Das Rollenverständnis des investigativen Journalismus hat sich geändert, erklärt "Falter"-Chefredakteur Florian Klenk im Medienquartett auf Okto. Ohne Vernetzung gibt es heute keinen investigativen Journalismus. "Früher war der investigative Journalist dieser verrückte Kerl, der irgendwo in einer Ecke einer der Redaktion gesessen ist, hinter Akten versunken, und einmal im Monat einen Coup geschrieben hat", sagt Klenk. In Zeiten einer globalisierten, internationalen Kriminalität und Korruption hingegen sei es wichtig, sich zu vernetzen, miteinander zu recherchieren und professionelle Standards zu entwickeln.

Zeitaufwendiges "Geschenk"

Vernetzt hat sich auch das Internationale Konsortium für Investigativen Journalismus (ICIJ) in Washington, um die Geschäfte in Steueroasen transparent zu machen. Einer jener Journalisten, die die Offshore Leaks recherchierten, ist Frederik Obermaier. Der Redakteur im Ressort Investigative Recherche der "Süddeutschen Zeitung" nennt die Leaks ein "Geschenk", das eine weltweite Debatte ausgelöst habe. Solche Recherchen seien ohne viel Zeit und finanziellen Spielraum nicht möglich. Rahmenbedingungen, die es nicht in jeder Redaktion gibt. "Dadurch steigt auch der Druck", sagt Obermaier. "Wir hatten zwischendrin schon Angst", nach monatelanger Arbeit am Ende ohne Geschichte dazustehen.

Medienquartett auf Okto mit den Investigativjournalisten Florian Klenk und Frederik Obermaier. Die Fragen stellen Rubina Möhring, Präsidentin von Reporter ohne Grenzen Österreich, und Philosophin Herlinde Pauer-Studer.

Nachdenken statt "Aufganseln"

Klenk warnt Journalisten davor, sich, "elektrisiert von der schieren Flut an Daten", gegenseitig "aufzuganseln". Man müsse sich auf die Kernkompetenz besinnen, den intellektuellen Akt des Nachdenkens: "Was ist der Skandal, was ist der Missstand, was ist von öffentlichem Interesse."

#### [Datensätze]
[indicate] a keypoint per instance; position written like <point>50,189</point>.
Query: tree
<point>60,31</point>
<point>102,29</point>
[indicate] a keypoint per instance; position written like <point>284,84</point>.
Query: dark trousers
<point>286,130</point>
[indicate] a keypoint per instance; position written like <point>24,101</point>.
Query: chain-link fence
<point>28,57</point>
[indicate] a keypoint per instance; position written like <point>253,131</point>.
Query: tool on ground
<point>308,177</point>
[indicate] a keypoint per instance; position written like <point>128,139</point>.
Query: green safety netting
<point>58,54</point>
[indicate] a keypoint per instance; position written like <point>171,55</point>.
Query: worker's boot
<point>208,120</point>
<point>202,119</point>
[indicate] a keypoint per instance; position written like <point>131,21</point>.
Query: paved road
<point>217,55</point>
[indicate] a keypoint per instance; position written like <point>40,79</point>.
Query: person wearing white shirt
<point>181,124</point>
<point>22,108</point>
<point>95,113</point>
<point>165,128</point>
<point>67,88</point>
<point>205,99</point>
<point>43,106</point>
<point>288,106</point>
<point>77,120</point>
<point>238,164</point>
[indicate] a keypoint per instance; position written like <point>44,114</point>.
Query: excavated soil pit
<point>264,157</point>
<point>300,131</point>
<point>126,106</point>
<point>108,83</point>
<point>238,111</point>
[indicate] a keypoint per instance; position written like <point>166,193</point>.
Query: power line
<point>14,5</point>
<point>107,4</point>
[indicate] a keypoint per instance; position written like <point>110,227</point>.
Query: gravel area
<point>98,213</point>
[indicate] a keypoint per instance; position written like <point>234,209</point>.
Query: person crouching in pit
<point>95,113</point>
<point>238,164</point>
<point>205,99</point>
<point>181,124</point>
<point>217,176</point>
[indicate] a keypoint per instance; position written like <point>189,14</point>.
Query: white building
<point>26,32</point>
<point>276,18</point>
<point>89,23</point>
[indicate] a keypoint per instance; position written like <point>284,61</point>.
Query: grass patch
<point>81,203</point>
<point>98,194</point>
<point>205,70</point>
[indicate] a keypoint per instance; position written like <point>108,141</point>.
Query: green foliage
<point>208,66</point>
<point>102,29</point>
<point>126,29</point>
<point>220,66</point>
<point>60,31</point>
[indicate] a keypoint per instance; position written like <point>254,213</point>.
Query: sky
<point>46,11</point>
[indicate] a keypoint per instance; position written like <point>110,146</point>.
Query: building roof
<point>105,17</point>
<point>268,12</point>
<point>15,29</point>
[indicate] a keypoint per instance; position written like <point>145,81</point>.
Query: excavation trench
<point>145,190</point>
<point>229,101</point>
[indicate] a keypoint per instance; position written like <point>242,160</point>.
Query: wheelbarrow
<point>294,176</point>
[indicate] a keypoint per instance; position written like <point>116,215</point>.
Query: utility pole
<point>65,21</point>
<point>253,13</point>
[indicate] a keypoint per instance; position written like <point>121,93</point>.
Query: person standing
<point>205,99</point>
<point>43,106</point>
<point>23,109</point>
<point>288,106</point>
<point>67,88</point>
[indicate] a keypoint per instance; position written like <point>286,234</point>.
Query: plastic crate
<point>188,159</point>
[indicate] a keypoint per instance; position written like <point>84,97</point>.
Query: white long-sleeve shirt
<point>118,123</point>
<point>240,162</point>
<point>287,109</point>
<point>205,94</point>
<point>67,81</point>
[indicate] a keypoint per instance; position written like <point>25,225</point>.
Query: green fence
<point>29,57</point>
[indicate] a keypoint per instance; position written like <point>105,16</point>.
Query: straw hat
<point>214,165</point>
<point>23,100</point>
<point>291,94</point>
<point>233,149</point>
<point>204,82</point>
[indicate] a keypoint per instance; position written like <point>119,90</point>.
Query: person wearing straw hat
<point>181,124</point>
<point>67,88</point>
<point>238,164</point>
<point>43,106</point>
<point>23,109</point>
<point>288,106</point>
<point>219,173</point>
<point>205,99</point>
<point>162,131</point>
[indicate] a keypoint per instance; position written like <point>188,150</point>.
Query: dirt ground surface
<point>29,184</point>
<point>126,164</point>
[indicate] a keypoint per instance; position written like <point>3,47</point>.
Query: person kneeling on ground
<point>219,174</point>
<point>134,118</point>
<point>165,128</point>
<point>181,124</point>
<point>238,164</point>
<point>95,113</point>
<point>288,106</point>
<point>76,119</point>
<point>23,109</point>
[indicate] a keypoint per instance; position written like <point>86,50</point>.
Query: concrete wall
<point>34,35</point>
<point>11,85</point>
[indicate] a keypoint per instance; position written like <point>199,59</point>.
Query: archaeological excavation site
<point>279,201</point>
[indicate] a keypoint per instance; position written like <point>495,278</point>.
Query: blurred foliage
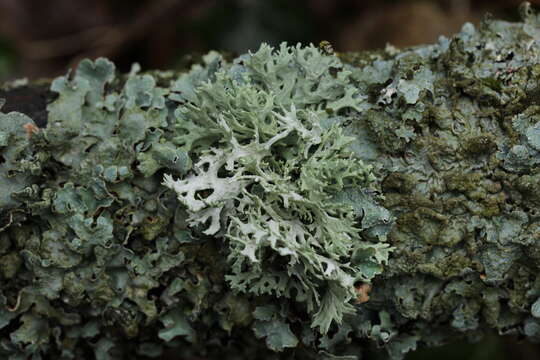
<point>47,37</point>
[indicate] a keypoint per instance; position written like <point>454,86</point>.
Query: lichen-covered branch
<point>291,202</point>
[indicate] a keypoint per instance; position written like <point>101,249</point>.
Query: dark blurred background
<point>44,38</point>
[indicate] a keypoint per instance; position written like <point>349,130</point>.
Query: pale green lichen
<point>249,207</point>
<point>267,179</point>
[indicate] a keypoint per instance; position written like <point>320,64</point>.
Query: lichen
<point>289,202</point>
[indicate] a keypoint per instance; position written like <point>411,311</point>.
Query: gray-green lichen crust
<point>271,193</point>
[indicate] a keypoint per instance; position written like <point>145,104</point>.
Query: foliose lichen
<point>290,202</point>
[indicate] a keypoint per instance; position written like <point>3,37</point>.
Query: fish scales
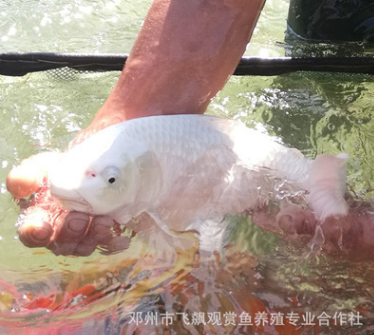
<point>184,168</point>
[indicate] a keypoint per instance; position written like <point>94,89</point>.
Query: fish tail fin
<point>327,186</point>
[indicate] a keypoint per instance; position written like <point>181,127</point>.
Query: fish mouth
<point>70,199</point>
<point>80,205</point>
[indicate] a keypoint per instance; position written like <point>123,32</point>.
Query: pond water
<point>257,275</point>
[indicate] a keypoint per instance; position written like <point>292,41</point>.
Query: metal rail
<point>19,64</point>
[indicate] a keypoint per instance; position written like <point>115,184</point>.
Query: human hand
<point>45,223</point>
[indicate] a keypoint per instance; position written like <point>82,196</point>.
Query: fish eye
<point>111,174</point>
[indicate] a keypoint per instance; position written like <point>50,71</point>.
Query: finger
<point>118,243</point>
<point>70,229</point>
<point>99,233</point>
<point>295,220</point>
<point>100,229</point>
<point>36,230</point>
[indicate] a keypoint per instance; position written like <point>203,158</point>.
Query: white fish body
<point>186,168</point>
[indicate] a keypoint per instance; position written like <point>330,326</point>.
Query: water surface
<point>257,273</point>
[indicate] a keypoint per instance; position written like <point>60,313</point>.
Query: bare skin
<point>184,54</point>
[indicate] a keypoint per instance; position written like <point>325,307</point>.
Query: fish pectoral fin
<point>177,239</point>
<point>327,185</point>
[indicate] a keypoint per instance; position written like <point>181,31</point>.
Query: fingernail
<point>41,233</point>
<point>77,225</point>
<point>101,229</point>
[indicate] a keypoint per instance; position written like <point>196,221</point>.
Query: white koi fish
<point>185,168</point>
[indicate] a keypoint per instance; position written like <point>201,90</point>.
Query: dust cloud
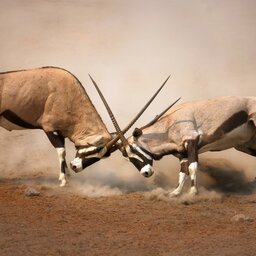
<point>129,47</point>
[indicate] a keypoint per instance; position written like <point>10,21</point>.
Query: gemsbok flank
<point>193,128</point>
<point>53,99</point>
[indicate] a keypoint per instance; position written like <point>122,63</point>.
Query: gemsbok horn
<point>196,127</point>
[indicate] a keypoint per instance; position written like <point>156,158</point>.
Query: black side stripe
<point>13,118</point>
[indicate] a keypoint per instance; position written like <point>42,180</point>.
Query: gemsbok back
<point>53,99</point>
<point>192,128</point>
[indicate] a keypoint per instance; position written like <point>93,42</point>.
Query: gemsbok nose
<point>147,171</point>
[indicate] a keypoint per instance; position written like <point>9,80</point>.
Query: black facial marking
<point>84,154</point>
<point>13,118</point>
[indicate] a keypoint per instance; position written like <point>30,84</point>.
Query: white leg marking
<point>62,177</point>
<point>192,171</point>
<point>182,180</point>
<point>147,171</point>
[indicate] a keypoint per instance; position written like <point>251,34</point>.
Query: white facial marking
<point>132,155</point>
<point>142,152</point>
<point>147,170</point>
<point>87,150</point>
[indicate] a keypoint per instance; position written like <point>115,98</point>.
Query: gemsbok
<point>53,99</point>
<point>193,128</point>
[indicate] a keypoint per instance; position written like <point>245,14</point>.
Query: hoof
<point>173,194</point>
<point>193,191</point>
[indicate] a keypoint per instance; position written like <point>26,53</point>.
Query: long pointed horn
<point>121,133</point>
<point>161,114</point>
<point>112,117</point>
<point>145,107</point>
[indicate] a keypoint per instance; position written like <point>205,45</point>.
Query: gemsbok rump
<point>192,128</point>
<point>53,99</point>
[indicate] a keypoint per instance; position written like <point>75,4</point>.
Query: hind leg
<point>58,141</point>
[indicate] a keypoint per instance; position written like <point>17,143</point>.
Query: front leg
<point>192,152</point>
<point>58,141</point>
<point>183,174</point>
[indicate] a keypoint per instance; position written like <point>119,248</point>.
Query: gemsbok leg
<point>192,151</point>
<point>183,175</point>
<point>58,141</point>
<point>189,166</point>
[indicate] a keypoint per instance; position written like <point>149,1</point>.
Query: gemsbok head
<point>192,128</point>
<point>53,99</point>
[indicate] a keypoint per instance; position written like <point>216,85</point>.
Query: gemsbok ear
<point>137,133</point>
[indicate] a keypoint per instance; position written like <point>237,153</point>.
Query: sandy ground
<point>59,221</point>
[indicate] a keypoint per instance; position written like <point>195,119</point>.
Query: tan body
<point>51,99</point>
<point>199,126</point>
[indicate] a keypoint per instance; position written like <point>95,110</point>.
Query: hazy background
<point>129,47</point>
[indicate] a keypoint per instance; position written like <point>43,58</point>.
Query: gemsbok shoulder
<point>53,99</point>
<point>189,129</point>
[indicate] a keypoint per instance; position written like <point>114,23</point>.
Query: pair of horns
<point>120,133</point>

#### [Schriftliche Aufgabe]
Beantworte mithilfe des Seitenauszugs:
1. In welcher Stadt hat das Internationale Konsortium für Investigativen Journalismus seinen Sitz?
2. In welchem Ressort welcher Zeitung arbeitet Frederik Obermaier?
3. Welches Amt hat Rubina Möhring inne?

#### [Schriftliche Antwort]
1. In Washington.
2. Im Ressort Investigative Recherche der "Süddeutschen Zeitung".
3. Sie ist Präsidentin von Reporter ohne Grenzen Österreich.